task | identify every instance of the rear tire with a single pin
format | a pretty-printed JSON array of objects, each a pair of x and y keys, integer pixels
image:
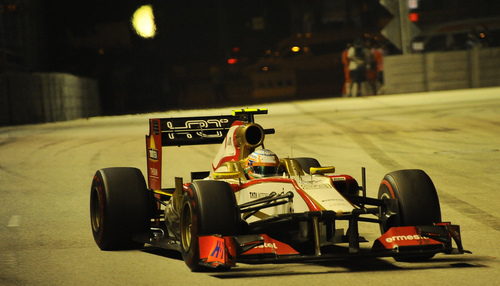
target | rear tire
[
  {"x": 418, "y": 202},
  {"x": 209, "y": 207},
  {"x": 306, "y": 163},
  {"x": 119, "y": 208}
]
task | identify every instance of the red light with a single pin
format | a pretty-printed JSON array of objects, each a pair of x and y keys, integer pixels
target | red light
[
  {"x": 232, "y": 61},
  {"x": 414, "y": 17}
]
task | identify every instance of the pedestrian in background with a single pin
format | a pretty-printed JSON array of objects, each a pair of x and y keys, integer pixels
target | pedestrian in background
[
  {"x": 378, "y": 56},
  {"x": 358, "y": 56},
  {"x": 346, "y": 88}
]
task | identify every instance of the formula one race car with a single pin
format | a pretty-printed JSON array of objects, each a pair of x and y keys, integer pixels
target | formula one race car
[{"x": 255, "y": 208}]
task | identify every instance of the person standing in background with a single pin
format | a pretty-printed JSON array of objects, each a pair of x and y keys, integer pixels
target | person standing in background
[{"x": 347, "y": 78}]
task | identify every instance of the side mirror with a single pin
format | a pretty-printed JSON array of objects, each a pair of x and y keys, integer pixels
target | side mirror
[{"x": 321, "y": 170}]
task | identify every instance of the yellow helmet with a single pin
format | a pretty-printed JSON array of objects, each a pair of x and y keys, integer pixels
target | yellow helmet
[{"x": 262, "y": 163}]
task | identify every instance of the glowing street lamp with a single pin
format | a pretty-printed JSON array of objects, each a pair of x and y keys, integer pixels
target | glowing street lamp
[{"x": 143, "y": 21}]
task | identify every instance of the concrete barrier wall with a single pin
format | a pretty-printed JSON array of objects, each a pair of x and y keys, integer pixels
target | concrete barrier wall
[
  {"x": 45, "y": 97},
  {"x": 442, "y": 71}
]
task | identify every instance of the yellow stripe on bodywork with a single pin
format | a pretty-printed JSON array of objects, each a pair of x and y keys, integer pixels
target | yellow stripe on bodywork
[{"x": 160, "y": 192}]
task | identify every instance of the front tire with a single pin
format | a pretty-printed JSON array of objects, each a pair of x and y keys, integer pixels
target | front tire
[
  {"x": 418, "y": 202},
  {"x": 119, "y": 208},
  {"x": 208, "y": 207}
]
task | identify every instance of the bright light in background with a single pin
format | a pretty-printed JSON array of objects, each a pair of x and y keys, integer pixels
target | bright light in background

——————

Directions for this task
Return all of the records above verbatim, line for line, but leave out the image.

Full output
task | identify every instance of the rear tire with a single pin
format | a pretty-printed JSON array of objects, each a pair of x and y keys, integer pixels
image:
target | rear tire
[
  {"x": 418, "y": 202},
  {"x": 209, "y": 207},
  {"x": 306, "y": 163},
  {"x": 119, "y": 208}
]
task | identify every instance of the red light with a single pin
format | a pretty-printed JSON array of objects, each a pair of x and y keys, integer pixels
target | red light
[
  {"x": 232, "y": 61},
  {"x": 414, "y": 17}
]
task | identify every instance of the pedestrian in background with a single pin
format | a pretty-printed JSON array of objects, each a pair of x and y keys, integer pixels
target | pedestrian in background
[
  {"x": 378, "y": 56},
  {"x": 358, "y": 56},
  {"x": 346, "y": 88}
]
task | identify every instance of the formula one race car with a single pin
format | a pretty-printed JSON array of objects, each a pair of x and y keys, integer pixels
target | formula one race car
[{"x": 255, "y": 208}]
task | identify every instance of the person standing in background with a single pin
format | a pretty-printed JSON array of objects, each a pair of x and y keys, integer pixels
target | person standing in background
[{"x": 347, "y": 78}]
task | identify every instance of the side mirror with a single pin
format | a pretty-printed JSON array of objects, each a pair of x and y keys, integer pixels
target | side mirror
[{"x": 321, "y": 170}]
task | identify every instance of the yellow helmet with a single pin
format | a pretty-printed JSON array of objects, each a pair of x and y keys, integer pixels
target | yellow helmet
[{"x": 262, "y": 163}]
task | identify every instance of the glowing street lamp with a single pin
format | a pretty-printed JSON array of objects, each a pair of x and y keys, integer pixels
target | glowing street lamp
[{"x": 143, "y": 21}]
task | identify every instance of the concrete barrier wall with a single pin
format | a pretty-printed JSON array of objects, each a pair of x and y keys, integer pixels
target | concrete barrier wall
[
  {"x": 45, "y": 97},
  {"x": 442, "y": 71}
]
task | identify every instance of the yellow stripe on bodywork with a single pin
format | a pretty-printed JSON array of objects, each a pair of x and y keys, integer pixels
target | yellow stripe on bodywork
[{"x": 160, "y": 192}]
task | identify every instance of the front tire with a single pin
format | a pretty-printed JSON array of objects, each a pair of x and y keys, integer pixels
target | front tire
[
  {"x": 418, "y": 202},
  {"x": 119, "y": 208},
  {"x": 208, "y": 207}
]
task | identify every instance of the bright light in background with a single pin
format | a pretty-printed JSON array of objects, each a pair of x and y keys, integer pixels
target | bright light in background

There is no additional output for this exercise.